Texto de estudo:
#####
Ao refletirmos sobre o caso que relatamos, pensamos nessa família como representante de algumas ideias que vêm surgindo com autores que procuraram fazer avançar a teoria psicanalítica, tendo sempre como base seus norteadores fundamentais, em especial, a ética. Parece-nos interessante pensar nesse caso mediante a apresentação que Rassial (2000) nos faz do sujeito em estado limite, para podermos entender esse clã como sujeitos que parecem estar fora de uma estruturação clássica proposta pela psicanálise, permitindo-nos uma leitura singular a partir das formas de funcionamento do sujeito contemporâneo. Isso porque o autor faz uma relação íntima entre o estado limite e o declínio da função paterna. Diferentes autores dão diferentes nomes para essa perspectiva diagnóstica. Miguelez (2007) parece preferir falar em subjetividades contemporâneas, nas quais ela, juntamente com outros autores aos quais ela faz menção, situa sujeitos que estão em uma relação paradoxal com o simbólico, em que o atravessamento pelas interdições fundantes da cultura, que, antes, fora garantido pela função paterna e, agora, por novos dispositivos de poder parecem, na maioria das vezes, não se sustentarem.

O fato é que essas mulheres nos convidam a pensar sobre uma forma outra de funcionamento social/psíquico. Ao ouvir o relato do caso a impressão que nos dá é de sujeitos que parecem não estar submetidos ao mesmo laço social que o nosso: não cumprem horários, não sabem em que dia da semana estão, não sabem seu nome nem sobrenome, não vão ao médico, não tem documentos. No entanto, ao estar com essas mulheresmeninas, quem parece estar fora somos nós. Esta se presume o que chamaremos de condição paradoxal encontrada nessas estruturas familiares: a condição de sujeitos que parecem estar fora e dentro da lei, em uma relação peculiar com o laço social.

Numa das poucas oportunidades que tivemos de levar as meninas para a unidade de saúde, entramos com elas na sala para tentarmos conversar um pouco. Ficaram mudas. Uma delas, a do meio, declarou que não sabia dizer de si, não sabia contar sua história, pois sua vida era a droga. E essa julgamos ser a sua única condição de existência.
#####
Perguntas:
a) Responda com base no texto de estudo:
(i) Que expressão Miguelez (2007) parece preferir usar?
(ii) Segundo Rassial (2000), o estado limite tem relação íntima com quê?
(iii) O que declarou a menina do meio na sala da unidade de saúde?
b) Dê a continuação do texto de estudo sobre o caso da família, a partir da última frase.

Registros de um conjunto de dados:
#####
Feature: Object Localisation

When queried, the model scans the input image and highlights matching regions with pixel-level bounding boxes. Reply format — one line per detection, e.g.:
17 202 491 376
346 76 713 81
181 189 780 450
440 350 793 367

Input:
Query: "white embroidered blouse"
#####
Respostas por tarefa:
a)
(i) Subjetividades contemporâneas.
(ii) Com o declínio da função paterna.
(iii) Que não sabia dizer de si nem contar sua história, pois sua vida era a droga.

b)
Assim, seu modo de laço social não parece se inserir no que poderíamos chamar de lógica neurótica padrão, pois, citando as palavras da Kehl (2002), tudo o que um neurótico quer é um lugar de ser, e esta dimensão parece não ter sido constituída para este clã. Não estamos, aqui, pretendendo fazer uma leitura estrutural dessa família. Além de não ser nosso objetivo, acreditamos que isso demandaria uma análise mais aprofundada do caso o qual é ser rico justamente por, como já assinalamos, estar fora. Isso inclui, a nosso ver, estar fora da possibilidade de enquadrar essas mulheres-meninas numa única estrutura psicanaliticamente falando. Uma outra questão que consideramos importante levantar para este trabalho, é que o que temos como consequência de uma neurose de transferência em casos clássicos de sujeitos neuróticos, seria a demanda de amor e reconhecimento a qual o próprio paciente passa a fazer para seu analista. "Demandas de amor dirigidas ao Outro enquanto autoridade, enquanto sujeito suposto saber" (Kehl, 2002). Temos nos deparado, em nossa prática, com famílias nas quais não há demanda de amor, aliás, não há demanda, e isso tem nos chamado muito a atenção. O que fazer se não há demanda? E, ainda, o que fazer com a angústia dos agentes de saúde - e aqui incluímos todos aqueles que têm por objetivo cuidar, independente de sua formação técnica - ante a ausência dessa demanda. Temos nos atentado para essa singular forma de estar no mundo, que exige dos profissionais de saúde maneiras também singulares de cuidado. Tomamos, mais uma vez, a obra de Rassial (2000), na qual ele afirma a existência de modos de ser que não estão, necessariamente, incluídos em uma estrutura específica, algo que escapa às definições clássicas da psicopatologia: são "testemunhos, frequentemente dolorosos, de um estado do pensamento, do desejo e dos laços familiares e sociais" (Rassial, 2002, p. 171).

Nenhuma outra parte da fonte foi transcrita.